#### Point localization data
==*==
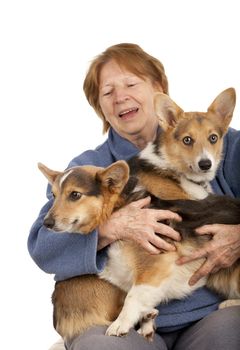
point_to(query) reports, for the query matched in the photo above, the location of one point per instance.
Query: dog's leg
(228, 303)
(139, 302)
(147, 325)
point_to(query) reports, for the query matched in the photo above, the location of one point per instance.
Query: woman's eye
(213, 138)
(74, 196)
(187, 140)
(107, 93)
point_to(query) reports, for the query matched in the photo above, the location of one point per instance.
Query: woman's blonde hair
(132, 58)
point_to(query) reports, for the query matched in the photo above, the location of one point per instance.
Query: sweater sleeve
(66, 254)
(231, 164)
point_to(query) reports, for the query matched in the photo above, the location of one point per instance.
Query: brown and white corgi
(178, 165)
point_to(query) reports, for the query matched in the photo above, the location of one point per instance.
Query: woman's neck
(141, 140)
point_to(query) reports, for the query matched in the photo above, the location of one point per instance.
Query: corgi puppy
(178, 165)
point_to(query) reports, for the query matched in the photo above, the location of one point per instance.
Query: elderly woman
(120, 86)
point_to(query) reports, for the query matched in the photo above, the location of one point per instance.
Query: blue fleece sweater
(66, 255)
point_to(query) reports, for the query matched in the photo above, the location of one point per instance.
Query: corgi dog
(177, 168)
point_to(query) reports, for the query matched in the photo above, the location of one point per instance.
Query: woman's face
(127, 101)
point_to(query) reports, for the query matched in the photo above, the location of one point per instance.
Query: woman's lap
(217, 331)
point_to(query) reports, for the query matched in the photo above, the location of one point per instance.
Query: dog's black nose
(205, 164)
(49, 222)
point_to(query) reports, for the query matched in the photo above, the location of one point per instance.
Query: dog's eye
(74, 196)
(187, 140)
(213, 138)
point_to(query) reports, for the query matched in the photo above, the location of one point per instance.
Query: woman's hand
(136, 223)
(221, 251)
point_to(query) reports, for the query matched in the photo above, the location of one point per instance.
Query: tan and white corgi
(178, 165)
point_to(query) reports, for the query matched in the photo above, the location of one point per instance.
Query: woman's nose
(120, 95)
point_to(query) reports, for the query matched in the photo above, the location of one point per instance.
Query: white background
(46, 47)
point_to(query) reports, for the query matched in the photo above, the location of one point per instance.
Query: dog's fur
(178, 165)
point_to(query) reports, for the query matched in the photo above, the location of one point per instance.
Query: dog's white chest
(117, 271)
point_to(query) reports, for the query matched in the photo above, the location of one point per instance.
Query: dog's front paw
(228, 303)
(118, 329)
(147, 325)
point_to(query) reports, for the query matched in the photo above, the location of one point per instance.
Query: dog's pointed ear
(223, 106)
(167, 111)
(48, 173)
(115, 176)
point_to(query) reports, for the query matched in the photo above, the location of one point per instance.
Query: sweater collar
==*==
#### Task statement
Write every entry out again exactly, images omitted.

#### Response
point_to(query) reports, for the query matched in the photo above, the location of one point per instance.
Query: dog's leg
(228, 303)
(139, 302)
(147, 325)
point_to(query) reports, for the query matched in the photo above, the location of one point per instance.
Query: woman's eye
(213, 138)
(74, 196)
(187, 140)
(107, 93)
point_to(query) reports, for the query matched in the photo above, the location of one point per instance.
Query: woman's blonde hair
(132, 58)
point_to(query) reports, for the query matched in the photo above, the location of one point per instance.
Query: sweater sleeve
(66, 254)
(231, 164)
point_to(query) reports, for the query matched in the photo above, the location of one point per instance.
Query: brown and white corgi
(178, 165)
point_to(query) reports, for the query matched in the photo above, the location of one point per instance.
Query: woman's neck
(141, 140)
point_to(query) reports, for the query matched in the photo above, the location of one point per instance.
Query: corgi puppy
(178, 165)
point_to(query) reports, for the query matched in the photo above, the location of one point per instance.
Query: elderly woman
(120, 86)
point_to(query) reports, for the query matched in the photo above, the location of one point per instance.
Query: blue fleece sweater
(66, 255)
point_to(query) reports, for the query matched in the photo above, the location of one point per instance.
Query: corgi dog
(177, 168)
point_to(query) reports, for the query matched in the photo above, the location of one point per instance.
Query: woman's face
(127, 101)
point_to(query) reports, for the query matched in the photo above, the location of one point per instance.
Query: woman's lap
(217, 331)
point_to(query) reports, for the query matched in the photo above, the location of one point per instance.
Query: dog's black nose
(205, 164)
(49, 222)
point_to(query) reports, for the query matched in the photo above, the location of one point per instance.
Query: dog's eye
(74, 196)
(187, 140)
(213, 138)
point_to(query) reports, for the query matched in the photo above, the location of one point per instance.
Query: woman's hand
(136, 223)
(221, 251)
point_to(query) reports, for the query matched in the photo above, the location of one point per instance.
Query: tan and white corgi
(178, 165)
point_to(query) reports, for the query matched in the photo above, the location of one point per instance.
Query: woman's nose
(120, 95)
point_to(query) reports, for the query matched in the photo above, the location of one point per instance.
Query: white background
(46, 47)
point_to(query) reports, for the query matched in the photo above, the location of one point per instance.
Query: dog's fur
(178, 165)
point_to(query) reports, for the query matched in the photo above, the location of one point per instance.
Query: dog's white chest
(117, 271)
point_to(query) reports, for the query matched in the photo above, the location of one point per instance.
Query: dog's front paw
(228, 303)
(118, 329)
(147, 325)
point_to(query) reports, for the query matched in the photo above, the location of one point per instance.
Query: dog's pointed ear
(223, 106)
(167, 111)
(48, 173)
(115, 176)
point_to(query) reports, for the query matched in the photo above, the location of one point per instance.
Query: sweater collar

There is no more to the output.